To do → Go through the entries below and write each one out exactly.

[Dataset records]
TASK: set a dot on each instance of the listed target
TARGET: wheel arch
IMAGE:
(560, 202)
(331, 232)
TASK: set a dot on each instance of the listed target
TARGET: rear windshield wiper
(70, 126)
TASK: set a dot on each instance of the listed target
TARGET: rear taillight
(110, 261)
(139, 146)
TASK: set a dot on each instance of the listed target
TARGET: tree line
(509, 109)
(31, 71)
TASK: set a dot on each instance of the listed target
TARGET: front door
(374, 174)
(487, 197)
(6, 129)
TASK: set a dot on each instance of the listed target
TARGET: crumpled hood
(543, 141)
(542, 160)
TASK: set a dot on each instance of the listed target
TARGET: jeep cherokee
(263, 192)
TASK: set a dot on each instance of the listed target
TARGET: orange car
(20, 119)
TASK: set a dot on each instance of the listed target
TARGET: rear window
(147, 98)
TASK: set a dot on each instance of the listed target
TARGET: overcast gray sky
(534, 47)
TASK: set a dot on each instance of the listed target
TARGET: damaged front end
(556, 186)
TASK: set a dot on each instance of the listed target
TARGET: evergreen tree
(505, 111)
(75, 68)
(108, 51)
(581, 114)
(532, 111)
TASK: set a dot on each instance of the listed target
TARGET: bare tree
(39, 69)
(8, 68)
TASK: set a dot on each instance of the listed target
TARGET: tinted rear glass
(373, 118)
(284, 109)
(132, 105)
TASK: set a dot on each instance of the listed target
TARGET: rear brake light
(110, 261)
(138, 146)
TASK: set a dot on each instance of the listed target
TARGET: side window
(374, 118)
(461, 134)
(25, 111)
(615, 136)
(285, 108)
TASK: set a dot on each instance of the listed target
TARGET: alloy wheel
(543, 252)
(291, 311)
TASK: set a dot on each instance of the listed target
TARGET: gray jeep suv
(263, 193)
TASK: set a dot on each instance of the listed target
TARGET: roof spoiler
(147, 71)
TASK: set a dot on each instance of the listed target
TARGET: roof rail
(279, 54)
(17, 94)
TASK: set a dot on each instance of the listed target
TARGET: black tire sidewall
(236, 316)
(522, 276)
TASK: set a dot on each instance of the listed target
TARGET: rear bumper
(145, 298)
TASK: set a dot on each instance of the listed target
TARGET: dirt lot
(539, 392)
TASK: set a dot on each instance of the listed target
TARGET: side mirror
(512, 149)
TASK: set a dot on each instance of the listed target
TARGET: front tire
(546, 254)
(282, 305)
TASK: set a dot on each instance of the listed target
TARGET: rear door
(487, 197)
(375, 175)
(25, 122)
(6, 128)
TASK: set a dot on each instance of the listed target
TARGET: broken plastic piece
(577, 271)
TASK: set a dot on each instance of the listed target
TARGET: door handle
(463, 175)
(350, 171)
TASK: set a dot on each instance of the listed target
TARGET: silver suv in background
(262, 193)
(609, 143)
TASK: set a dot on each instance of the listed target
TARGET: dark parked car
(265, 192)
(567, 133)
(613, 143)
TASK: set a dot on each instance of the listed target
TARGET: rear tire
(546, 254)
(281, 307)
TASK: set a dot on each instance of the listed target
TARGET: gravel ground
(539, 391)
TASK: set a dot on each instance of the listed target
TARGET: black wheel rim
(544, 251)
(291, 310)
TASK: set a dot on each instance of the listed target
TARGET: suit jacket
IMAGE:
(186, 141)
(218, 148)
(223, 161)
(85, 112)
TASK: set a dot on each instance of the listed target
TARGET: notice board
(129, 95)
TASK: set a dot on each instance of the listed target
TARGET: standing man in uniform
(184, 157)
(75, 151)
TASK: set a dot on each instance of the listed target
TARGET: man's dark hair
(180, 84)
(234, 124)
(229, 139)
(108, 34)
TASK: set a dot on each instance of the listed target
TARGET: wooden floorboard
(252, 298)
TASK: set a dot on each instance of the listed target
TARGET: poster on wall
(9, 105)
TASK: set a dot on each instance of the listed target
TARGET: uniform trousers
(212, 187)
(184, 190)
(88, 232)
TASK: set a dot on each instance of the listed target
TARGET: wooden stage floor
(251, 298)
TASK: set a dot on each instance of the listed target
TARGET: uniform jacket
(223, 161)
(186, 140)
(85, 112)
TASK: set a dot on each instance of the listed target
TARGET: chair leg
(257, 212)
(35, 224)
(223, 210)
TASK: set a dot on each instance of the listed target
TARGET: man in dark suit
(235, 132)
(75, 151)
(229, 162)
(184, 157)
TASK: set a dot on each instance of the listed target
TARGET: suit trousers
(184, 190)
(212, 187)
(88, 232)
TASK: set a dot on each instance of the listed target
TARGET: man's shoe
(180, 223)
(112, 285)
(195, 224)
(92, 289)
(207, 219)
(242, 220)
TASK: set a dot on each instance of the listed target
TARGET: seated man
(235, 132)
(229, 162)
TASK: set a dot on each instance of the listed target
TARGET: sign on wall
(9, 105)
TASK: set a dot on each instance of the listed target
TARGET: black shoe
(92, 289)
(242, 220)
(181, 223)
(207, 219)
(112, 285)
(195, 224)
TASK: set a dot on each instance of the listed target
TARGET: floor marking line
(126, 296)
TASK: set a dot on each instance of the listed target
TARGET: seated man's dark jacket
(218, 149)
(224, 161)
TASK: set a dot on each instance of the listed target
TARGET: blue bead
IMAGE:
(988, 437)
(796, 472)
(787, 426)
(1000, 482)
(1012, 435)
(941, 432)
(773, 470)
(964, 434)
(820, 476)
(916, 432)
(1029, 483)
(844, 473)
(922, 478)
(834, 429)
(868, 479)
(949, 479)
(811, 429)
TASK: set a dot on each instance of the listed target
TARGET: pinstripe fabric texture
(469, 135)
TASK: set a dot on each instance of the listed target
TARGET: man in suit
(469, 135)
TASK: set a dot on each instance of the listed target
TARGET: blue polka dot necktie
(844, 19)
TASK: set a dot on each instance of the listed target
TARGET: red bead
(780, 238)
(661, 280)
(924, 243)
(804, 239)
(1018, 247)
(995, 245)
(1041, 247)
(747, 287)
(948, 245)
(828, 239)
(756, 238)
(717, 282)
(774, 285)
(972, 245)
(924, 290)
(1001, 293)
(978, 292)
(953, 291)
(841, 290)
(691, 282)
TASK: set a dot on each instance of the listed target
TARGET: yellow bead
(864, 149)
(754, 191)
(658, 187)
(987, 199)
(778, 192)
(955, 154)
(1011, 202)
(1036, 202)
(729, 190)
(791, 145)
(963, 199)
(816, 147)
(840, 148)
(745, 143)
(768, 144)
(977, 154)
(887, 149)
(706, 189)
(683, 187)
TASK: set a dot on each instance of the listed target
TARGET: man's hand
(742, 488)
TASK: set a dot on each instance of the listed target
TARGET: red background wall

Reply to the exercise →
TASK: set a dot on each instance of the listed target
TARGET: wheel arch
IMAGE:
(560, 202)
(331, 232)
TASK: set a dot on each instance of the listed target
TARGET: rear windshield wiper
(70, 126)
TASK: set a dot on each instance of the listed target
TARGET: rear taillight
(110, 261)
(139, 146)
TASK: set a dot on each instance of the listed target
TARGET: tree line
(509, 109)
(31, 71)
TASK: set a dot on each instance of the listed target
TARGET: front door
(374, 174)
(487, 197)
(6, 129)
TASK: set a dot on each instance of the listed target
TARGET: crumpled hood
(543, 141)
(542, 160)
TASK: set a dot on each instance of the listed target
TARGET: jeep cherokee
(263, 192)
TASK: set a dot on each instance of the listed target
TARGET: orange car
(20, 119)
TASK: set a dot on each instance of the listed target
TARGET: rear window
(147, 98)
TASK: set a dot on each instance of the listed target
TARGET: overcast gray sky
(534, 47)
TASK: set a dot on each instance of the listed target
TARGET: damaged front end
(556, 186)
TASK: set a dot on each instance of the listed target
TARGET: evergreen tree
(505, 111)
(75, 68)
(108, 51)
(581, 114)
(532, 111)
TASK: set a dot on each instance of the listed target
TARGET: bare tree
(39, 69)
(8, 68)
TASK: set a dot on each instance of the listed target
TARGET: tinted rear glass
(373, 118)
(284, 109)
(132, 105)
TASK: set a dot on each instance of the listed target
TARGET: rear brake light
(110, 261)
(138, 146)
TASK: set a dot on each instance of the listed target
TARGET: side window
(374, 118)
(461, 134)
(25, 111)
(615, 136)
(285, 108)
TASK: set a dot on each instance of the listed target
TARGET: alloy wheel
(543, 252)
(291, 311)
TASK: set a dot on each instance of the listed target
TARGET: gray jeep suv
(263, 193)
TASK: set a dot on each instance of the listed target
TARGET: roof spoiler
(147, 71)
TASK: set a dot on each instance of the listed target
TARGET: roof rail
(279, 54)
(17, 94)
TASK: set a dot on each instance of the listed target
TARGET: black tire sidewall
(236, 316)
(522, 276)
TASK: set a dot on each instance of the listed target
TARGET: rear bumper
(145, 298)
TASK: set a dot on each instance of the listed target
TARGET: dirt lot
(539, 392)
TASK: set a dot on each instance of the listed target
TARGET: side mirror
(512, 149)
TASK: set a dot on each instance of the listed target
TARGET: front tire
(546, 254)
(282, 305)
TASK: set a dot on each instance of the listed target
TARGET: rear door
(487, 197)
(375, 175)
(25, 122)
(6, 128)
TASK: set a dot on each instance of the listed target
TARGET: broken plastic piece
(577, 271)
TASK: set a dot on each instance of the listed target
TARGET: door handle
(463, 175)
(350, 171)
TASK: set a dot on each instance of the listed target
TARGET: silver suv in background
(262, 193)
(609, 143)
TASK: set a dot on each instance of the listed target
TARGET: dark parked car
(265, 192)
(567, 133)
(613, 143)
TASK: set a dot on each instance of the listed target
TARGET: rear tire
(546, 254)
(281, 307)
TASK: set a dot on each instance of the listed target
TARGET: gravel ground
(539, 391)
TASK: set a dot on each instance of the listed target
TARGET: black wheel rim
(544, 251)
(291, 310)
TASK: set a dot on each instance of the listed target
TARGET: suit jacket
IMAGE:
(186, 141)
(218, 148)
(223, 161)
(85, 112)
TASK: set a dot on each instance of the listed target
TARGET: notice board
(129, 95)
TASK: set a dot on each instance of the listed target
TARGET: standing man in uniform
(184, 157)
(75, 151)
TASK: set a dot on each instance of the listed target
TARGET: man's dark hair
(180, 84)
(234, 124)
(229, 139)
(108, 34)
TASK: set a dot on each instance of the listed target
TARGET: wooden floorboard
(252, 298)
TASK: set a dot on each instance of the listed target
TARGET: poster on wall
(9, 105)
TASK: set a dot on each instance of the listed target
TARGET: uniform trousers
(212, 187)
(184, 190)
(88, 232)
TASK: set a dot on each instance of the listed target
TARGET: wooden stage floor
(251, 298)
TASK: set a dot on each instance of the listed target
TARGET: uniform jacket
(223, 161)
(186, 140)
(85, 112)
TASK: set a dot on each instance of the listed target
TARGET: chair leg
(257, 212)
(35, 224)
(223, 210)
TASK: set a dot on each instance of the listed target
TARGET: man in dark suit
(235, 132)
(75, 151)
(229, 162)
(184, 157)
TASK: set a dot on each instance of the listed target
TARGET: suit trousers
(184, 190)
(212, 187)
(88, 232)
TASK: set a dot on each instance of the listed target
TARGET: man's shoe
(180, 223)
(112, 285)
(195, 224)
(92, 289)
(207, 219)
(242, 220)
TASK: set a dot on each instance of the listed target
TARGET: seated man
(235, 132)
(229, 162)
TASK: set a dot on each instance of the listed target
TARGET: sign on wall
(9, 105)
TASK: set a dot on each instance of the listed target
TARGET: black shoe
(92, 289)
(242, 220)
(181, 223)
(207, 219)
(112, 285)
(195, 224)
TASK: set a dot on each instance of the listed target
TARGET: floor marking line
(126, 296)
TASK: set a dot on each instance of the listed target
TARGET: seated man's dark jacket
(218, 149)
(224, 161)
TASK: set a dot on each instance of the listed target
TARGET: blue bead
IMAGE:
(988, 437)
(796, 472)
(787, 426)
(1000, 482)
(1012, 435)
(941, 432)
(773, 470)
(964, 434)
(820, 476)
(916, 432)
(1029, 483)
(844, 473)
(922, 478)
(834, 429)
(868, 479)
(949, 479)
(811, 429)
TASK: set a dot on each instance of the listed target
TARGET: pinstripe fabric texture
(469, 135)
TASK: set a dot on each instance of the listed target
TARGET: man in suit
(469, 135)
TASK: set a dot on each instance of the listed target
TARGET: blue polka dot necktie
(844, 19)
TASK: set a dot on each instance of the listed target
TARGET: red bead
(780, 238)
(661, 280)
(924, 243)
(804, 239)
(1018, 247)
(995, 245)
(1041, 247)
(747, 287)
(948, 245)
(828, 239)
(756, 238)
(717, 282)
(774, 285)
(972, 245)
(924, 290)
(1001, 293)
(978, 292)
(953, 291)
(841, 290)
(691, 282)
TASK: set a dot on each instance of the listed target
TARGET: yellow bead
(864, 149)
(754, 191)
(658, 187)
(987, 199)
(778, 192)
(955, 154)
(1011, 202)
(1036, 202)
(729, 190)
(791, 145)
(963, 199)
(816, 147)
(840, 148)
(745, 143)
(768, 144)
(977, 154)
(887, 149)
(706, 189)
(683, 187)
TASK: set a dot on each instance of the listed target
TARGET: man's hand
(742, 488)
TASK: set a dot on each instance of the listed target
TARGET: red background wall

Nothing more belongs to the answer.